-- START RECORD LIST --
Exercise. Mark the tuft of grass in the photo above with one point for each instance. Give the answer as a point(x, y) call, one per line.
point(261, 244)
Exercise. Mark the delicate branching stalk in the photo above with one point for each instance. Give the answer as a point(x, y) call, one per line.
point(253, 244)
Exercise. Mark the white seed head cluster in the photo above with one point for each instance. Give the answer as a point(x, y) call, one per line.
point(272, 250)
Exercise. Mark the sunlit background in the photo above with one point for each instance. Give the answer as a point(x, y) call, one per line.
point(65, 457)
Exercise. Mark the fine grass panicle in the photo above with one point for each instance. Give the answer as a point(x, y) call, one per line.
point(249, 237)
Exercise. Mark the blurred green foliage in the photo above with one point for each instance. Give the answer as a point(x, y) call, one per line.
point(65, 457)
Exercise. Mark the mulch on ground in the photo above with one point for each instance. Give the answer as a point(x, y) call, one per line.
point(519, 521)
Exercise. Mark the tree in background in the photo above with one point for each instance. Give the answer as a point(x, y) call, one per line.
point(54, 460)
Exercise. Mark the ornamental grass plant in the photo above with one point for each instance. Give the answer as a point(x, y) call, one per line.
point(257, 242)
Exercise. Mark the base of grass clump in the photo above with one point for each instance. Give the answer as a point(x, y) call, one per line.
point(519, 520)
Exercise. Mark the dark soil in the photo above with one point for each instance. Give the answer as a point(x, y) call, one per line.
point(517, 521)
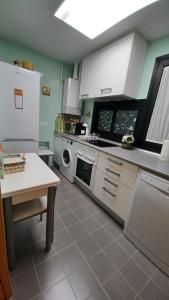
-- END RECORD LIST --
> **THE TASK**
Present every line above as a Markdown table with the columns "Row" and "Line text," numbering the rows and omitting blank lines. Leave the pictures out of the table.

> **OUTPUT FOR THIS TASK**
| Row | Line text |
|---|---|
| 1 | Exercise. Mark the tuft of grass in the photo above with one point for each instance. Give the answer as a point(x, y) call, one per line. |
| 2 | point(261, 244) |
| 3 | Exercise. Mark the delicate branching stalk in the photo above with one point for each instance. Give the answer as a point(x, y) call, one per line. |
| 4 | point(253, 244) |
| 5 | Exercise. Mark the white seed head cluster in the photo above with one point for each instance. Give the answer as a point(x, y) call, one per line. |
| 6 | point(272, 250) |
| 7 | Exercise. Mark the sunlit background in the photo above with one point for each instance. Give the answer as a point(x, y) call, one per line. |
| 8 | point(65, 457) |
| 9 | Exercise. Mark the fine grass panicle in the photo above with one point for each instance. Give the answer as a point(x, y) call, one per line. |
| 10 | point(249, 237) |
| 11 | Exercise. Mark the blurred green foliage in the photo above with one point for each instance. Give the answer as a point(x, y) call, one per line. |
| 12 | point(65, 457) |
| 13 | Exercise. Mark the mulch on ground in the photo above with one point for each instance. Give the answer as a point(x, y) call, one per line. |
| 14 | point(519, 521) |
| 15 | Exercise. Mark the tree in background in the photo above with one point for each instance. Give the answer as a point(x, y) call, one per line. |
| 16 | point(54, 460) |
| 17 | Exercise. Mark the ornamental grass plant in the photo above with one point for each instance. Give the answer as a point(x, y) call, one per line. |
| 18 | point(257, 242) |
| 19 | Exercise. Mark the base of grass clump in the photo above with one point for each instance. Give the answer as a point(x, y) call, one per line. |
| 20 | point(519, 520) |
| 21 | Exercise. Mark the dark soil in the photo above with one point for each instance. Give the answer as a point(x, y) call, one per line. |
| 22 | point(517, 521) |